▶ _DATA FOR ANALYSIS_
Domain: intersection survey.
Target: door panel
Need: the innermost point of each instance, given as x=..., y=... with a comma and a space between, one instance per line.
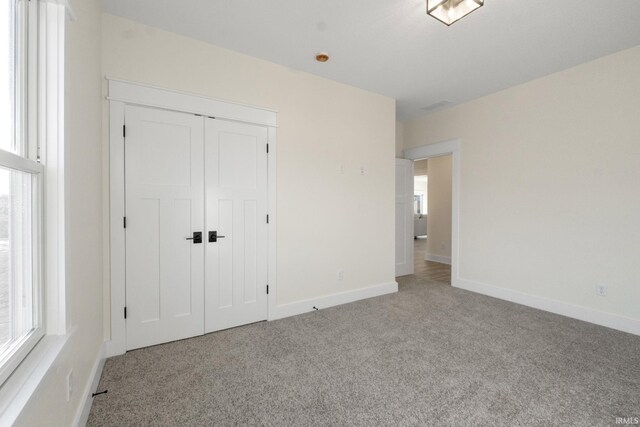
x=404, y=217
x=164, y=178
x=236, y=207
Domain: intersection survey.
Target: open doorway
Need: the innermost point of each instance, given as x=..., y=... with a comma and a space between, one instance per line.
x=442, y=262
x=432, y=218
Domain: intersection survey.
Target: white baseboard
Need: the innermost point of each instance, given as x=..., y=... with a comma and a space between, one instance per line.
x=609, y=320
x=438, y=258
x=82, y=416
x=305, y=306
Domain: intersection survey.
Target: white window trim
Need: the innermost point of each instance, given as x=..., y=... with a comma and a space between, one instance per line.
x=49, y=126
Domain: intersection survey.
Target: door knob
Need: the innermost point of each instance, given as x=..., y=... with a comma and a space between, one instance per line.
x=213, y=236
x=197, y=237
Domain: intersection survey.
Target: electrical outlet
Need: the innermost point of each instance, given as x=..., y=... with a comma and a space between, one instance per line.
x=601, y=290
x=69, y=385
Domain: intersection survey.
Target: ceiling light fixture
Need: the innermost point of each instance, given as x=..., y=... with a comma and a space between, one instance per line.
x=322, y=57
x=449, y=11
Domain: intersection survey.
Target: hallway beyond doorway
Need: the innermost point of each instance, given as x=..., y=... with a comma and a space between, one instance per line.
x=428, y=270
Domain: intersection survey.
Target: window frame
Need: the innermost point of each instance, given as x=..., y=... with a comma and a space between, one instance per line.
x=42, y=120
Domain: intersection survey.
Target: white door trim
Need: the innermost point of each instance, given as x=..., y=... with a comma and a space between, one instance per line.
x=445, y=148
x=121, y=93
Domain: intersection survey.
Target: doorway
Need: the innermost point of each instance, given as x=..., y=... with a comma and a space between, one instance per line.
x=446, y=260
x=432, y=218
x=195, y=225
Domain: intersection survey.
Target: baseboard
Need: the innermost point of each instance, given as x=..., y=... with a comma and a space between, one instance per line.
x=305, y=306
x=438, y=258
x=82, y=416
x=609, y=320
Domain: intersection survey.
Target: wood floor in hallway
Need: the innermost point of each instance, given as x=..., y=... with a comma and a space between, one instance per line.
x=429, y=270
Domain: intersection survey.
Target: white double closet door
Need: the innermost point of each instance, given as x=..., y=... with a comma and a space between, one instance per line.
x=184, y=175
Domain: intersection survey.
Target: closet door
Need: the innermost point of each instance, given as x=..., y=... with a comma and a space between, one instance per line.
x=236, y=220
x=164, y=178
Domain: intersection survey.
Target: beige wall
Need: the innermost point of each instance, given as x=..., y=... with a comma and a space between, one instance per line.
x=420, y=167
x=325, y=218
x=550, y=172
x=399, y=140
x=439, y=213
x=48, y=406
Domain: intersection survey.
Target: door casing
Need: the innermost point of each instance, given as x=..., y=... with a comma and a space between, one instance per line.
x=122, y=93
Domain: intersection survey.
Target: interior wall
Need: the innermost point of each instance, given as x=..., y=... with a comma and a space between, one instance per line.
x=549, y=200
x=83, y=105
x=326, y=132
x=439, y=214
x=421, y=167
x=399, y=140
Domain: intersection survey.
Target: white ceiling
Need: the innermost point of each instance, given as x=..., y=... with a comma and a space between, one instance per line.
x=393, y=48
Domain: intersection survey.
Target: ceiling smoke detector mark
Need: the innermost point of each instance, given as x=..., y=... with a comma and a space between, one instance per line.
x=437, y=106
x=322, y=57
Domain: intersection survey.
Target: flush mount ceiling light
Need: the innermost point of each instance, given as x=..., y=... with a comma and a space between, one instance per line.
x=322, y=57
x=449, y=11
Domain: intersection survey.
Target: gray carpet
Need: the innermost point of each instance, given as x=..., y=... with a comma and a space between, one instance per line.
x=428, y=355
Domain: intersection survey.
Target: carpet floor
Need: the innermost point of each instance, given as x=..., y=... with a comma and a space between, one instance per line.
x=429, y=355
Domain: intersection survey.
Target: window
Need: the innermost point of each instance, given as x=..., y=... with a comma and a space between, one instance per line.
x=21, y=182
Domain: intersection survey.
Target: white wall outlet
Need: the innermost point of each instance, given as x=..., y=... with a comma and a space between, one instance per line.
x=601, y=290
x=69, y=385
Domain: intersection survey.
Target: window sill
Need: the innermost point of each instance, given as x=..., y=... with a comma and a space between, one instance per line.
x=20, y=386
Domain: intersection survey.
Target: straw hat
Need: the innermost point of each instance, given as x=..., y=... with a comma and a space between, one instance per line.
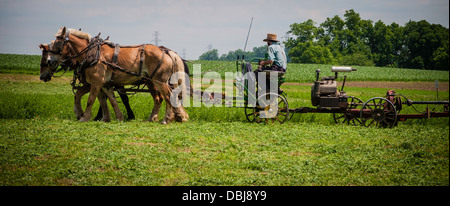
x=271, y=37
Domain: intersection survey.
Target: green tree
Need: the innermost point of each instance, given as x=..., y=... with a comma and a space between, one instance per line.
x=427, y=45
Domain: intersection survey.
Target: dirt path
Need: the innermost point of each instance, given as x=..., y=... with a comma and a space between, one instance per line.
x=443, y=86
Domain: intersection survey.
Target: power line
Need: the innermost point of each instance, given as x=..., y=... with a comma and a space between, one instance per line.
x=183, y=52
x=156, y=40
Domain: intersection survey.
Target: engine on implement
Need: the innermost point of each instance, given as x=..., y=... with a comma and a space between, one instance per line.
x=325, y=94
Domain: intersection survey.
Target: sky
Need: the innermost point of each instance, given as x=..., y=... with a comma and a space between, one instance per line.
x=189, y=27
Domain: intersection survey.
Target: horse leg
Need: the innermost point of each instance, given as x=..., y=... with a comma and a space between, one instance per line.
x=77, y=103
x=157, y=101
x=165, y=92
x=180, y=113
x=92, y=96
x=103, y=110
x=112, y=99
x=126, y=102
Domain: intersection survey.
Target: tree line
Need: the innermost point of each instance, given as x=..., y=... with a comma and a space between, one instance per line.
x=232, y=55
x=355, y=41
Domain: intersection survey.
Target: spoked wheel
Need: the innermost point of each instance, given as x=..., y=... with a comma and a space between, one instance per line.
x=378, y=112
x=351, y=118
x=249, y=113
x=271, y=107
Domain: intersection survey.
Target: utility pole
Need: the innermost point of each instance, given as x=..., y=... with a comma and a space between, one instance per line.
x=183, y=52
x=156, y=38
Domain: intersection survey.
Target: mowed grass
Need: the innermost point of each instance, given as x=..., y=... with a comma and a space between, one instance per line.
x=46, y=152
x=42, y=144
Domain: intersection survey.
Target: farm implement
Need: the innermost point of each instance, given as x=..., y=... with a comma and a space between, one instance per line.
x=326, y=97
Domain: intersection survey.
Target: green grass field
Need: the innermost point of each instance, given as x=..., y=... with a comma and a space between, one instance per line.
x=42, y=143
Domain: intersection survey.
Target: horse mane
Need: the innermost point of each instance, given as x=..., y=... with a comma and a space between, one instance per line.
x=77, y=33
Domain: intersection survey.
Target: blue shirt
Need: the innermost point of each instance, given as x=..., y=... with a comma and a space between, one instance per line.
x=277, y=55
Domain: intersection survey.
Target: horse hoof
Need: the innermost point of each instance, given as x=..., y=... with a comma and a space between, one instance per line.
x=84, y=120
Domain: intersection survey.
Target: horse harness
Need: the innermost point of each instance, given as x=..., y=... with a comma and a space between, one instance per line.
x=92, y=57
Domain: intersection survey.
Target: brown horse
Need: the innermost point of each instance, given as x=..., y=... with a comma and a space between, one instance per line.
x=47, y=72
x=156, y=68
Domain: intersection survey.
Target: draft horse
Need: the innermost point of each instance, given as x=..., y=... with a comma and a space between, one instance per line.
x=47, y=71
x=132, y=65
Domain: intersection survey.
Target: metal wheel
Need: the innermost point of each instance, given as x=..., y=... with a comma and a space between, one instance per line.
x=378, y=112
x=249, y=113
x=348, y=117
x=271, y=107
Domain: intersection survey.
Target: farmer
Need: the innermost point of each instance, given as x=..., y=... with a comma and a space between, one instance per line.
x=276, y=58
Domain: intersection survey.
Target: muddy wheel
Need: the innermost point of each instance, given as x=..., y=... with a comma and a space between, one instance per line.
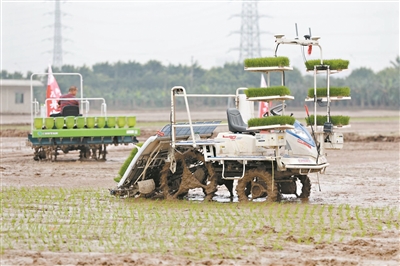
x=258, y=184
x=177, y=185
x=306, y=189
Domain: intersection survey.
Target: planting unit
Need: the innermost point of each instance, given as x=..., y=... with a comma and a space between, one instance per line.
x=268, y=156
x=90, y=135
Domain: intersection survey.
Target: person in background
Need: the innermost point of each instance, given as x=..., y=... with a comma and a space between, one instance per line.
x=71, y=94
x=73, y=90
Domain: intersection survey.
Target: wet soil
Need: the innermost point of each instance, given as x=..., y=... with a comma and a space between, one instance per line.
x=364, y=173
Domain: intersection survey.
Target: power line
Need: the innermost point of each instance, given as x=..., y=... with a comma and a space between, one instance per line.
x=249, y=46
x=57, y=46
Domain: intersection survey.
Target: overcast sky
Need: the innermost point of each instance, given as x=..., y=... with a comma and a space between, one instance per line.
x=177, y=32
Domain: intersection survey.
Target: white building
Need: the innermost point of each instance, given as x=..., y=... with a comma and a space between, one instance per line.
x=15, y=95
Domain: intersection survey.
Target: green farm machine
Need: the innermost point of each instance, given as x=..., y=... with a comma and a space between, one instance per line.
x=77, y=130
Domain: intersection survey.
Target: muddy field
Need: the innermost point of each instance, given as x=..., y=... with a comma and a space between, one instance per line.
x=364, y=173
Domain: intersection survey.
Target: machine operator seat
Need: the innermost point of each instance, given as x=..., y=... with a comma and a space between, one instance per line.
x=70, y=110
x=236, y=123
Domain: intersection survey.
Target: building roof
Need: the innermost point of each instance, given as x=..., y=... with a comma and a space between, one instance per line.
x=20, y=82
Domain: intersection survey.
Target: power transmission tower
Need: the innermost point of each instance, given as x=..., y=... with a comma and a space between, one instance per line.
x=57, y=48
x=249, y=31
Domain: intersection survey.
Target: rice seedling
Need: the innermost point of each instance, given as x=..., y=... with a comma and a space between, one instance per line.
x=173, y=227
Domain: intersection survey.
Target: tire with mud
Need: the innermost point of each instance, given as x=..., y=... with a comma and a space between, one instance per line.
x=176, y=185
x=257, y=183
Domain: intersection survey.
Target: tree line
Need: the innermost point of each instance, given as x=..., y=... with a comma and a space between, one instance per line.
x=131, y=85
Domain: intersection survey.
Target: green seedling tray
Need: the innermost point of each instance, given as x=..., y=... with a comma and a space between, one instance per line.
x=95, y=132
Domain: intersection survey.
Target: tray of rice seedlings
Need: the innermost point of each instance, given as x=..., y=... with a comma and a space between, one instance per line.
x=271, y=122
x=127, y=162
x=335, y=93
x=336, y=120
x=267, y=94
x=266, y=64
x=334, y=64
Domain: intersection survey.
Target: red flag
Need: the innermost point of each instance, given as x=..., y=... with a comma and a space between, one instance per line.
x=262, y=106
x=54, y=93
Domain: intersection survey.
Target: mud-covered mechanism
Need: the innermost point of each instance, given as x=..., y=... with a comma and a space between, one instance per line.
x=262, y=157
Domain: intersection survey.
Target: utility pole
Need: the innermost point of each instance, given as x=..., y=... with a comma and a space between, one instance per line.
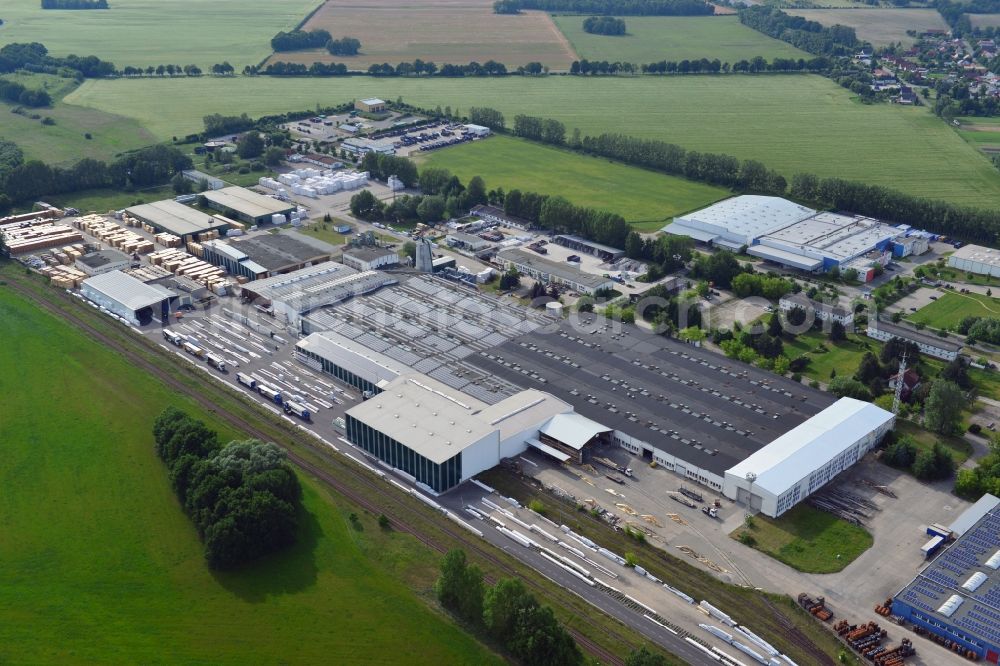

▶ _WHAT YOU HAVE TO DO_
Within the lines above, find those holding the word "light" and copy them.

▶ _RESULT OF THE TASK_
Target: ceiling light fixture
Target: flush mount ceiling light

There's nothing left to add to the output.